** Required work **
1. In the Spark thread, repeat everything from "The question is" down to "as basically working-as-intended.".
2. Answer these about the Spark thread:
(a) What command did Lee McFadden run after downloading the Spark source?
(b) Which ticket did he open?
(c) According to the reply, are third-party queue integrations built in out of the box?
3. Take the Spark thread further from its final line.

* START Document segment *

The question is really whether all the third-party integrations should
be built into Spark's main assembly. I think reasonable people could
disagree, but I think the current state (not built in) is reasonable.
It means you have to bring the integration with you.

That is, no, third-party queue integrations aren't built in out of the box.

the way you got it to work is one way, but not the preferred way:
build this into your app and your packaging tool would have resolved
the dependencies.

I agree with resolving this as basically working-as-intended.

On Tue, May 12, 2015 at 3:19 AM, Lee McFadden <[email protected]> wrote:
> I opened a ticket on this (without posting here first - bad etiquette,
> apologies) which was closed as 'fixed'.
>
> https://issues.apache.org/jira/browse/SPARK-7538
>
> I don't believe that because I have my script running means this is fixed, I
> think it is still an issue.
>
> I downloaded the spark source, ran `mvn -DskipTests clean package `, then
> simply launched my python script (which shouldn't be introducing additional
> *java* dependencies itself?).
>
> Doesn't this mean these dependencies are missing from the spark build, since
> I didn't modify any files within the distribution and my application itself
> can't be introducing java dependency clashes?

* END Document segment *
* START Raw data *

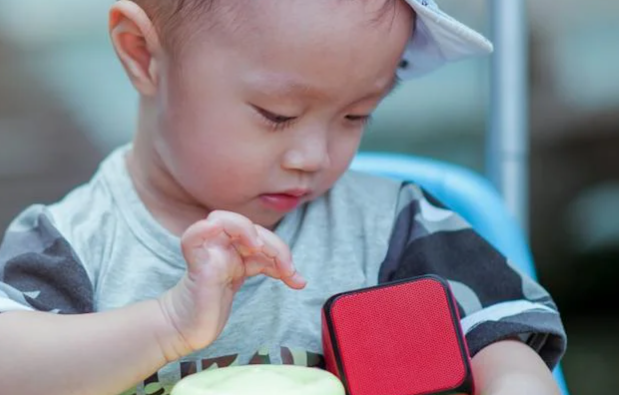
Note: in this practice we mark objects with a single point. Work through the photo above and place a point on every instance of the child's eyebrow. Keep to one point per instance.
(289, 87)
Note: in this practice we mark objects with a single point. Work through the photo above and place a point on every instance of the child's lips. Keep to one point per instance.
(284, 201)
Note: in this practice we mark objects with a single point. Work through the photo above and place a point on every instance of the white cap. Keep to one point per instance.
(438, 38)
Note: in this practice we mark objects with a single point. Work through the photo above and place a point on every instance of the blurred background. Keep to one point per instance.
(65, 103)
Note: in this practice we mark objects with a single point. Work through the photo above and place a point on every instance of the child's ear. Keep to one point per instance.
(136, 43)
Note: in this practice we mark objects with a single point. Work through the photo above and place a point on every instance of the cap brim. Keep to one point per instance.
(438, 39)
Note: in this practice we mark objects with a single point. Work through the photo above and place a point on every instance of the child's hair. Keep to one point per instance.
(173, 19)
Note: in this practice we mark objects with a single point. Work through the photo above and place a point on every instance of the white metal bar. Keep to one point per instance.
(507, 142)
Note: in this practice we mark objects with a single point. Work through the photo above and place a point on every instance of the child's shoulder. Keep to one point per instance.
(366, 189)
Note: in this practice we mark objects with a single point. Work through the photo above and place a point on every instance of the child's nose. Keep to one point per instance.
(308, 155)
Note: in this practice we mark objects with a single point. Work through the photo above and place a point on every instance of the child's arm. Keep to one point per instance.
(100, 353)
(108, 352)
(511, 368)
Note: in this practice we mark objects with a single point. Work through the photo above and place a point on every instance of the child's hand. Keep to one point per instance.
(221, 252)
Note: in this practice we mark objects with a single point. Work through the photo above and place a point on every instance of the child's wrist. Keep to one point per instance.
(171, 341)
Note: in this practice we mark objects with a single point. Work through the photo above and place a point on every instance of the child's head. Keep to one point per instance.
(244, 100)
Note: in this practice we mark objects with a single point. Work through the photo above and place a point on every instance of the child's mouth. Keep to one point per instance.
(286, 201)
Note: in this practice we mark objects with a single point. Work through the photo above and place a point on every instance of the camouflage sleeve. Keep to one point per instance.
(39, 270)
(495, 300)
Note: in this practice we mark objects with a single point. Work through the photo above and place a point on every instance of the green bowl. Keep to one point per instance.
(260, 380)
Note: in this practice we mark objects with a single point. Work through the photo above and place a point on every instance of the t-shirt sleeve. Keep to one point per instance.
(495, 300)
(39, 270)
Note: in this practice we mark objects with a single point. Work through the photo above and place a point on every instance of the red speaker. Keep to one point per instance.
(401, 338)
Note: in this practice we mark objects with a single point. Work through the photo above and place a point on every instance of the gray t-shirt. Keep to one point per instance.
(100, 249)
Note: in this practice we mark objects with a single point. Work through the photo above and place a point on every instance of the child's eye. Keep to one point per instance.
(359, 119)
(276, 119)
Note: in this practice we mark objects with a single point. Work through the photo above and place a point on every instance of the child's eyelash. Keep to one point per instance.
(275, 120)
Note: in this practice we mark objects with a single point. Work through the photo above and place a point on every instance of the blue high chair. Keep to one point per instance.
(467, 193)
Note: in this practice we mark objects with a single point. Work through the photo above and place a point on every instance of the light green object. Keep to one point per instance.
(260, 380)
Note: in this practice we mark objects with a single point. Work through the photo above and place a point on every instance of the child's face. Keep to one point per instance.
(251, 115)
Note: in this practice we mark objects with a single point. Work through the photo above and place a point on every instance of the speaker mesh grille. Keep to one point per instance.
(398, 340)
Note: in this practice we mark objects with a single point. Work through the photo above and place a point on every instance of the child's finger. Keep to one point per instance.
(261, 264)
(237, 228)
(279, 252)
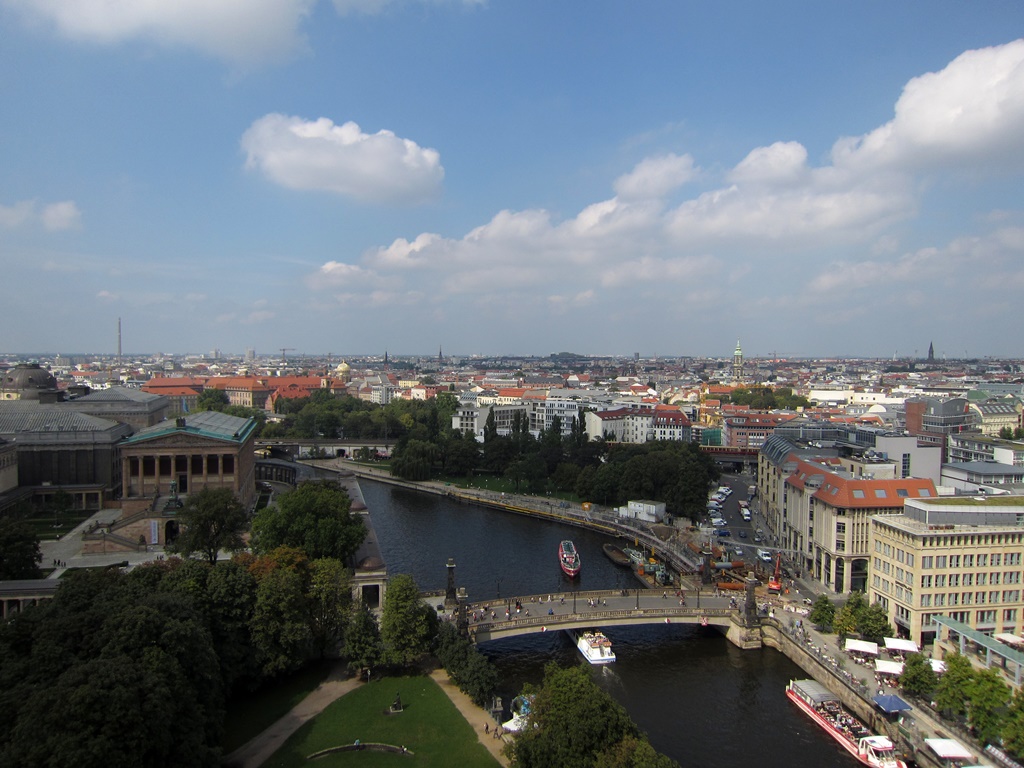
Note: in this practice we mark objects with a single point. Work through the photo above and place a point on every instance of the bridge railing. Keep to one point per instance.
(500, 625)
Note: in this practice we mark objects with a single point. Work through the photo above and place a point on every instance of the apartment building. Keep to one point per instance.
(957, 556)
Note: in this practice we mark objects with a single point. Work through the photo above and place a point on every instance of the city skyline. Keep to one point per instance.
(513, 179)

* END Raw data *

** Answers given **
1.
The question is really whether all the third-party integrations should
be built into Spark's main assembly. I think reasonable people could
disagree, but I think the current state (not built in) is reasonable.
It means you have to bring the integration with you.

That is, no, third-party queue integrations aren't built in out of the box.

the way you got it to work is one way, but not the preferred way:
build this into your app and your packaging tool would have resolved
the dependencies.

I agree with resolving this as basically working-as-intended.

2.
(a) `mvn -DskipTests clean package`
(b) SPARK-7538
(c) No

3.
>
>
> On Mon, May 11, 2015, 4:34 PM Lee McFadden <[email protected]> wrote:
>>
>> Ted, many thanks.  I'm not used to Java dependencies so this was a real
>> head-scratcher for me.
>>
>> Downloading the two metrics packages from the maven repository
>> (metrics-core, metrics-annotation) and supplying it on the spark-submit
>> command line worked.
>>
>> My final spark-submit for a python project using Kafka as an input source:
>>
>> /home/ubuntu/spark/spark-1.3.1/bin/spark-submit \
>>     --packages
>> TargetHolding/pyspark-cassandra:0.1.4,org.apache.spark:spark-streaming-kafka_2.10:1.3.1
>> \
>>     --jars
>> /home/ubuntu/jars/metrics-core-2.2.0.jar,/home/ubuntu/jars/metrics-annotation-2.2.0.jar
>> \
>>     --conf
>> spark.cassandra.connection.host=10.10.103.172,10.10.102.160,10.10.101.79 \
>>     --master spark://127.0.0.1:7077 \
>>     affected_hosts.py
>>
>> Now we're seeing data from the stream.  Thanks again!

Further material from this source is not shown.